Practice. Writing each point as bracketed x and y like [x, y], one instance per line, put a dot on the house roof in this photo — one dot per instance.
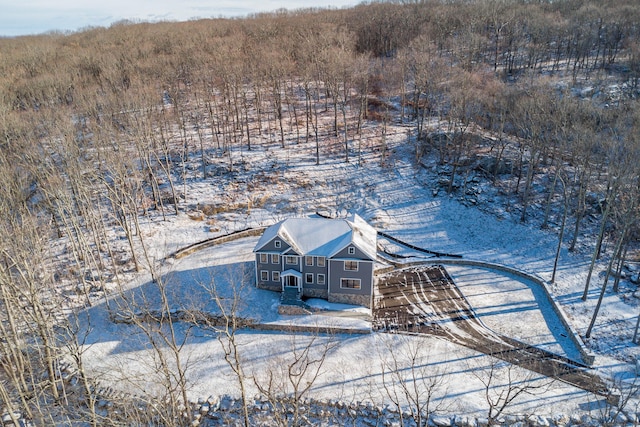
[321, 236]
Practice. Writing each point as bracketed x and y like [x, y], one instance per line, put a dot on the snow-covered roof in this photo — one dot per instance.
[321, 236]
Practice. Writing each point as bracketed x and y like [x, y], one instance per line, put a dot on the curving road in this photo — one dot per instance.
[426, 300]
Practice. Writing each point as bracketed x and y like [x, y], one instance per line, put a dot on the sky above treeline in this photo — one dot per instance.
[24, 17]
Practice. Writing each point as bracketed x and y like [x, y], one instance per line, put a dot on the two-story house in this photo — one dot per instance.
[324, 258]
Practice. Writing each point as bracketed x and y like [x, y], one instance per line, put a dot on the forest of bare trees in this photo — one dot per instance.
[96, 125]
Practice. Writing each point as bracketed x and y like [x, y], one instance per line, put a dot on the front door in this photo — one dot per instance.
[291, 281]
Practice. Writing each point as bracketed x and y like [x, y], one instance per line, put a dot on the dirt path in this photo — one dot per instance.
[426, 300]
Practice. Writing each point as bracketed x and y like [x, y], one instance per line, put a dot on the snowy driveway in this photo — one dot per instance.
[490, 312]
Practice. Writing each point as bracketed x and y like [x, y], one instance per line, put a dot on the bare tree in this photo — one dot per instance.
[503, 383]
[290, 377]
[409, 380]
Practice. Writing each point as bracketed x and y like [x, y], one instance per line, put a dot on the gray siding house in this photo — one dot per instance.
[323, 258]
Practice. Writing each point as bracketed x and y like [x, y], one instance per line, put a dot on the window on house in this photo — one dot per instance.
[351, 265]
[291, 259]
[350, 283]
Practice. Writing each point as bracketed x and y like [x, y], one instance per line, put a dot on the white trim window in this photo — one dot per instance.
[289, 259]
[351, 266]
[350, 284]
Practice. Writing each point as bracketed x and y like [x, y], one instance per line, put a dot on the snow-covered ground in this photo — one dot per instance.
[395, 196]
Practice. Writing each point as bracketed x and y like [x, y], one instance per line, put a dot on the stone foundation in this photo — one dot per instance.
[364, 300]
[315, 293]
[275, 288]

=-=-=

The whole listing above, line by line, needs to be copied exactly, except for any images.

Practice. Writing each point as bracketed x and y like [x, y], one instance per line, put a dot on the house roof in this photo — one dot per instance.
[321, 236]
Practice. Writing each point as bracketed x and y like [x, y], one instance per line, put a dot on the snow-covered roof in this photo — one dot per instance.
[321, 236]
Practice. Writing each point as bracketed x and y like [x, y], one instance per line, put a dot on the curving road in this photo — one dot per instance.
[426, 300]
Practice. Writing each point as bracketed x and y like [x, y], one instance per line, put a dot on the sky above treeline in this photo — one dot per instance.
[24, 17]
Practice. Writing each point as bracketed x and y like [x, y], one instance per line, put a dot on the two-story house in this photo — one dot per instance.
[324, 258]
Practice. Writing each point as bracketed x and y like [x, y], one instance per line, put a dot on the forest of bare trees in this photo — one dot per instance.
[96, 125]
Practice. Writing each point as bracketed x and y like [x, y], one instance per line, put a dot on the front door in this photo — one dot per instance.
[291, 281]
Practice. Writing each point as bracketed x and y like [x, y], one instance per line, put a dot on the dirt path in this photo — one dot per instance.
[426, 300]
Practice. Writing each point as bracketed x and y like [x, y], one instance per line, put a dot on the snowy driveway in this photo — one dot per instance.
[490, 312]
Practice. Writing each point as bracketed x and y like [x, y], one instance per line, put a dot on the bare tree in this photo — one dot per instance.
[503, 383]
[290, 377]
[409, 380]
Practice. Writing each point as bracketed x and y like [x, y], one instance per line, put a dot on the gray siding house in this photo — one dot per instance.
[323, 258]
Practice. Writing each point as bracketed x and y like [x, y], one instance per line, put a dot on the window on house in this photo — one dot per instance.
[351, 265]
[291, 259]
[350, 283]
Practice. Writing each point as bracketed x and y like [x, y], one instance per line, put a dot on the white trim window in this photo — one dot per instance.
[289, 259]
[351, 266]
[350, 284]
Practice. Writing each point as bracketed x and y like [x, y], one instance per line, put a dot on the snow-covered ground in this photo — one dot per instance.
[395, 196]
Practice. Writing each point as bracketed x and y like [x, y], one instance per line, put a dot on the stone foundation in this photo — one dot per instance.
[364, 300]
[315, 293]
[275, 288]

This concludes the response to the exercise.